- Coordinates: 43°32′31″N 1°24′31″E﻿ / ﻿43.54194°N 1.40861°E
- Location: Portet-sur-Garonne, Haute-Garonne
- Built by: French Third Republic
- Operated by: French Third Republic, Vichy France
- Operational: February 1941-September 1942

= Camp du Récébédou =

Internment camp in Portet-sur-Garonne, France

Camp du Récébédou was an internment camp for Spanish Republicans and Jews, in existence from February 1941 until September 1942, located in the municipality of Portet-sur-Garonne, south of Toulouse. Internees were transported by train via Drancy to Auschwitz, and other extermination camps.

== History ==
=== Récébédou area ===
Around 1560, the land of Jehan de Gilbert, who was the receiver of judgments in Rivière Verdun, that was known locally as "farm of the receiver" (in Occitan: borda del recevedor or "bordo del récébédou"). The land, situated on the banks of the Garonne consisted mainly of farmland and forest, has retained the name. During the French Revolution, the land was confiscated as Biens nationaux ("for the good of the nation") and in 1791 acquired by a Toulouse innkeeper Daumont, who renovated the buildings of the farm, which became the castle of Clairfont.

In 1939, the land was acquired to build a city for the workers of the national explosives factory of Toulouse. It was made up of 87 small single-storey brick buildings offering reasonable comfort.

=== Internment camp ===
==== Refugee centre ====
The second world war brought about a change in the use of the city of Récébédou under the management by the municipality of Toulouse. In June 1940 it was used to house refugees, Jews expelled from Germany who were in Belgium and northern France. That July, faced with the influx of Spanish republican refugees and Jews fleeing the occupied zone of France, the city became a reception center for refugees and escapees.

==== Hospital camp ====
In February 1941, it was taken over by the prefecture of Haute-Garonne and becomes an official hospital camp for old and sick internees, with a planned workforce of 1,400. Vichy's policy made it a semi-open institution, allowing journalists and charities to inspect it. The Vichy regime considered using it for propaganda purposes.

In the beginning, the conditions were reasonable, but deteriorated quickly due to lack of medical equipment, medicines, and the lack of food. In 1941 there were 739 internees, half were over 60 years of age and suffered from serious illnesses. During the winter of 1941–1942, hunger, cold and sickness, left 118 dead, and a total of 314 people, including 254 Jews, died.

Several convoys of deportees left Récébédou during August 1942. Some left as early as August 11 but most on the nights of 26–28 August from Portet-sur-Garonne in freight cars, taking the internees to the camp of Drancy whose records mention three convoys departing for Auschwitz with 349 Jews from Récébédou.

SUPPLIED MATERIAL:
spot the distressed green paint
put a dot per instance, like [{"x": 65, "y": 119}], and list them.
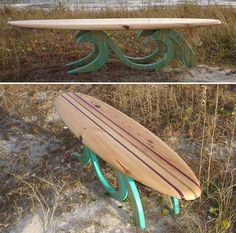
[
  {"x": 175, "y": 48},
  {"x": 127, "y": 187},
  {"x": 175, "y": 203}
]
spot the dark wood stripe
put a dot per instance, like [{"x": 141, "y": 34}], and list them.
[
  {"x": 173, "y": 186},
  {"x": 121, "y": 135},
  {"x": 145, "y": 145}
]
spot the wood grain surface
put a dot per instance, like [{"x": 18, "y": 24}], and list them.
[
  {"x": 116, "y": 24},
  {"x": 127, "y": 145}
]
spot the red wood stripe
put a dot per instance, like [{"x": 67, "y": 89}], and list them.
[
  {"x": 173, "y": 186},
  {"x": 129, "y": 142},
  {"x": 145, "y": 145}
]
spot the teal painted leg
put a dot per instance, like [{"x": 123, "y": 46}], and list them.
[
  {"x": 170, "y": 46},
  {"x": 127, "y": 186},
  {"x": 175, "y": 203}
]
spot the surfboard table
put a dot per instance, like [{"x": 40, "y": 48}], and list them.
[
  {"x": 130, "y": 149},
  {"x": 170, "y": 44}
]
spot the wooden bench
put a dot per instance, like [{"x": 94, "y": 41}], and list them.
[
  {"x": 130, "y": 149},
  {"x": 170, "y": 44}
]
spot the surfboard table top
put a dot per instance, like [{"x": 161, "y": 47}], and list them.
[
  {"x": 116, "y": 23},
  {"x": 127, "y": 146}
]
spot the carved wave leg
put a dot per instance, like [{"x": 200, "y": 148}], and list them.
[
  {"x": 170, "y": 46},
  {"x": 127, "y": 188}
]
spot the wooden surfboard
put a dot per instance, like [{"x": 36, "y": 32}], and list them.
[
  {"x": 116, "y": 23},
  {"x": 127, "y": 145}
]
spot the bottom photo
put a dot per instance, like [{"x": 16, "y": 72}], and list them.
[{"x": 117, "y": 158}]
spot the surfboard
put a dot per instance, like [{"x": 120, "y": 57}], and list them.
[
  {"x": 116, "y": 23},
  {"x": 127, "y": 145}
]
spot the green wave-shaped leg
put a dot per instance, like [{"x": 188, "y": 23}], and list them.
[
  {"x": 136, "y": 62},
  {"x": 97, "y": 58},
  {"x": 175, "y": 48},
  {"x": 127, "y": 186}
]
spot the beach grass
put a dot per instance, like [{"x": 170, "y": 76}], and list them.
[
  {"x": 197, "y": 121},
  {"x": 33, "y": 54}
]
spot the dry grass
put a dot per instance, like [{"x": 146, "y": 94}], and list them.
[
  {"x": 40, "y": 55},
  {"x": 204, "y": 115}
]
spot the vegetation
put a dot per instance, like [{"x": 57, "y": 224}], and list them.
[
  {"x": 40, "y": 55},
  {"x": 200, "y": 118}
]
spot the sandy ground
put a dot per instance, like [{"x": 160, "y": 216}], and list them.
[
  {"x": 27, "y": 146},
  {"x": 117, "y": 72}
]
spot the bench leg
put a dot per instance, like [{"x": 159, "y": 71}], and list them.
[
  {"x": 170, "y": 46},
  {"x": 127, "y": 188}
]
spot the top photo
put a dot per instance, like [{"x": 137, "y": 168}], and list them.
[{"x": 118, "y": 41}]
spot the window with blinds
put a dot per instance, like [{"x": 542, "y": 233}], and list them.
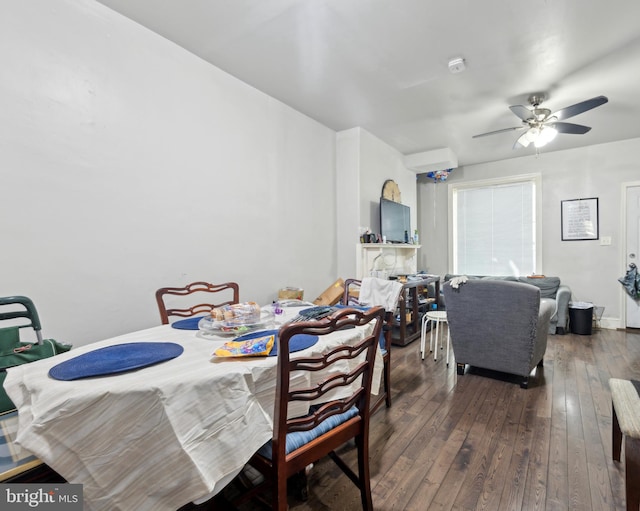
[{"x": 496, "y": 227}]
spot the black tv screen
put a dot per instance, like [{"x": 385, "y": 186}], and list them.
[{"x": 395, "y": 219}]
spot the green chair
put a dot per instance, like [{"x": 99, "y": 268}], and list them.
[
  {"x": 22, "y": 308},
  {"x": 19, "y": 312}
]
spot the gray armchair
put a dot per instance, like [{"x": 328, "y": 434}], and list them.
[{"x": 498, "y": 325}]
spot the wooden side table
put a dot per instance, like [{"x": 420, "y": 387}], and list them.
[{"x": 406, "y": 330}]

---

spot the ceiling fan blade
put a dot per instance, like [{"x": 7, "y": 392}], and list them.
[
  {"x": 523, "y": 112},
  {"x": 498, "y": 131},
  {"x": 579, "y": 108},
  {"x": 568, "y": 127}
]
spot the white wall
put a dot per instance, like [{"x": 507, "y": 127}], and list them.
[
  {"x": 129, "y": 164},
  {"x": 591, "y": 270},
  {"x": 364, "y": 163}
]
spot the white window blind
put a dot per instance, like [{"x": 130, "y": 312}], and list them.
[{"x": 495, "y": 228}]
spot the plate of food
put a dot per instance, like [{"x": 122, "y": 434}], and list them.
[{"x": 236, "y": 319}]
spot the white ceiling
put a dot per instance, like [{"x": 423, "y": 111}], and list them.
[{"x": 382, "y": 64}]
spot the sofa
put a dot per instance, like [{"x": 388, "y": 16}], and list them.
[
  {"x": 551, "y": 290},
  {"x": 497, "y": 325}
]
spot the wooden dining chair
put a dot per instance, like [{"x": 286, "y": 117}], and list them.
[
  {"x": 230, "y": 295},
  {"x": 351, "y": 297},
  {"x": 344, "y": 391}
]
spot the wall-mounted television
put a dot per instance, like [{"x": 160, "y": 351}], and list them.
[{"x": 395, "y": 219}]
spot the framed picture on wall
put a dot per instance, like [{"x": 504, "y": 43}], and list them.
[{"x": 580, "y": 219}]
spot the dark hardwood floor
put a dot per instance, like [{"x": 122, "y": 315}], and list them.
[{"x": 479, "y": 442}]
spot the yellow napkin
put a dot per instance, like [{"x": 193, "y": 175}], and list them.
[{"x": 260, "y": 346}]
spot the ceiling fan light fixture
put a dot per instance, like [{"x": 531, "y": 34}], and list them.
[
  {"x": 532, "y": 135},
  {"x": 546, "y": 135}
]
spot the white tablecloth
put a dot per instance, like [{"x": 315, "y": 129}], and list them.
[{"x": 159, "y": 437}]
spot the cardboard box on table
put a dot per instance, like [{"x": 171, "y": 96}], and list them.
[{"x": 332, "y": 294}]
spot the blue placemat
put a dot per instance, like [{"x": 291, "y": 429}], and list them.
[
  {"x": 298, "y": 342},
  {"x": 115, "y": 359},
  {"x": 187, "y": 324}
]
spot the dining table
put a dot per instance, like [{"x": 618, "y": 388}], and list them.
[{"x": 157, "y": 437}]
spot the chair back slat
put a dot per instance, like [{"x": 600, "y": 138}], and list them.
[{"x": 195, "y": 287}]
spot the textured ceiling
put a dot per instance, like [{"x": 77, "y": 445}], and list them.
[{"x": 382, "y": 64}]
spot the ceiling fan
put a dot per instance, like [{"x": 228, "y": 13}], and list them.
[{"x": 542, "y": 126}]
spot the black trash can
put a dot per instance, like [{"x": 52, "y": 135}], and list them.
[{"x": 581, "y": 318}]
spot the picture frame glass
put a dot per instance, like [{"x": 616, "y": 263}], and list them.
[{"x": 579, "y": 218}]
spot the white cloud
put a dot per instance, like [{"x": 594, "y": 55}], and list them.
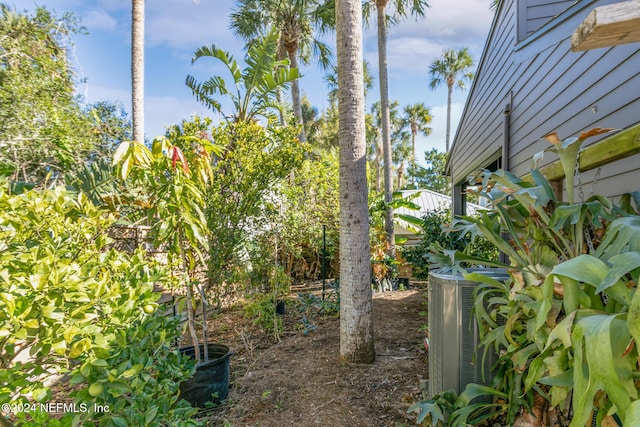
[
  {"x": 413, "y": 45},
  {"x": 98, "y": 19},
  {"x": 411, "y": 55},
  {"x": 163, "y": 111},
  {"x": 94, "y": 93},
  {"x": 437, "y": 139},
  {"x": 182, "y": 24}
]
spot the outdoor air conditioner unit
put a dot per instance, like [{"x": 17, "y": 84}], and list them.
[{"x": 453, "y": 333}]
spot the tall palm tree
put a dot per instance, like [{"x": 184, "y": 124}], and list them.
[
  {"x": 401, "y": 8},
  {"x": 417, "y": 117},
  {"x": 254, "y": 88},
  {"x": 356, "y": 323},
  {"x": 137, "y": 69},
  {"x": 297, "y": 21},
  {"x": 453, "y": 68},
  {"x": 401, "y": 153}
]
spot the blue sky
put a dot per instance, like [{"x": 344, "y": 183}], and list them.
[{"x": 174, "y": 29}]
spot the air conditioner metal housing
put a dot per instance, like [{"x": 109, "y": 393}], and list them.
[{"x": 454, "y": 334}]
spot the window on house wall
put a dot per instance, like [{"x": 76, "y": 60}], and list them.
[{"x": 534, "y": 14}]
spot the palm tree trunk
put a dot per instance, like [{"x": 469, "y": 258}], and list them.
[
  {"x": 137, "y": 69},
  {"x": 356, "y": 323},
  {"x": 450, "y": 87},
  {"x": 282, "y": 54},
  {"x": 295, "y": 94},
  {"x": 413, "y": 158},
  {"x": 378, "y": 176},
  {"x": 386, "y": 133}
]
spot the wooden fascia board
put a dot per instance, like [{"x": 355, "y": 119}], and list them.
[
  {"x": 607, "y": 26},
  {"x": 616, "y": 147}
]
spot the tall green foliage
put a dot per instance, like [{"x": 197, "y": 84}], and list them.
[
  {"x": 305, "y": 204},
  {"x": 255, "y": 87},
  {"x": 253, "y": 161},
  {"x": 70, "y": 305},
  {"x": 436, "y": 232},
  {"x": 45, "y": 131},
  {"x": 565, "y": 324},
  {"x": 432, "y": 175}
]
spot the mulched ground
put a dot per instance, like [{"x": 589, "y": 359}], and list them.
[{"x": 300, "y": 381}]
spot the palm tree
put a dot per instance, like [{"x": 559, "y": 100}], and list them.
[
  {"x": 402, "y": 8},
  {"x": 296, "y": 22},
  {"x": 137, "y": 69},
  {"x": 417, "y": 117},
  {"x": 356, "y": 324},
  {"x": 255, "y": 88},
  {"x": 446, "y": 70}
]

EXERCISE REQUIREMENTS:
• 1. According to the Camp du Récébédou article, how many small single-storey brick buildings made up the workers' city built in 1939?
• 2. Resume the Camp du Récébédou article after its last sentence and carry it forward.

PER-TASK ANSWERS:
• 1. 87

• 2.
==== Archbishop's indignation ====
Monsignor Jules-Géraud Saliège, archbishop of Toulouse actively protested the policy against the Jews and insisted on the closure of camps at Noé and Récébédou in a pastoral letter read out in all the parishes of his dioceses on 23 August. His actions, with that of humanitarian organizations like the Cimade and the Red Cross, provided some support to the internees. From September 1942, the internees were progressively directed to other hospitals of the region, and the camp ended its activity. The camp was officially closed in October 1942 on the pretext of being too close to Toulouse.

When the German troops entered Toulouse in late 1942, for a short time the camp served to house some Wehrmacht personnel.

=== Don Quixote's villa ===
At the liberation of France, Spanish Republicans who had escaped from Mauthausen concentration camp, but were unable to return to their country, stayed in a dozen buildings in the camp. This colony was known as the "Villa Don Quixote".

=== Musée de la Mémoire ===
In one preserved building, the Musée de la Mémoire was established as a memorial museum dedicated to the history of the camp where visitors can view documents, models and reconstructions. The museum was inaugurated on 6 February 2003 by Elie Wiesel.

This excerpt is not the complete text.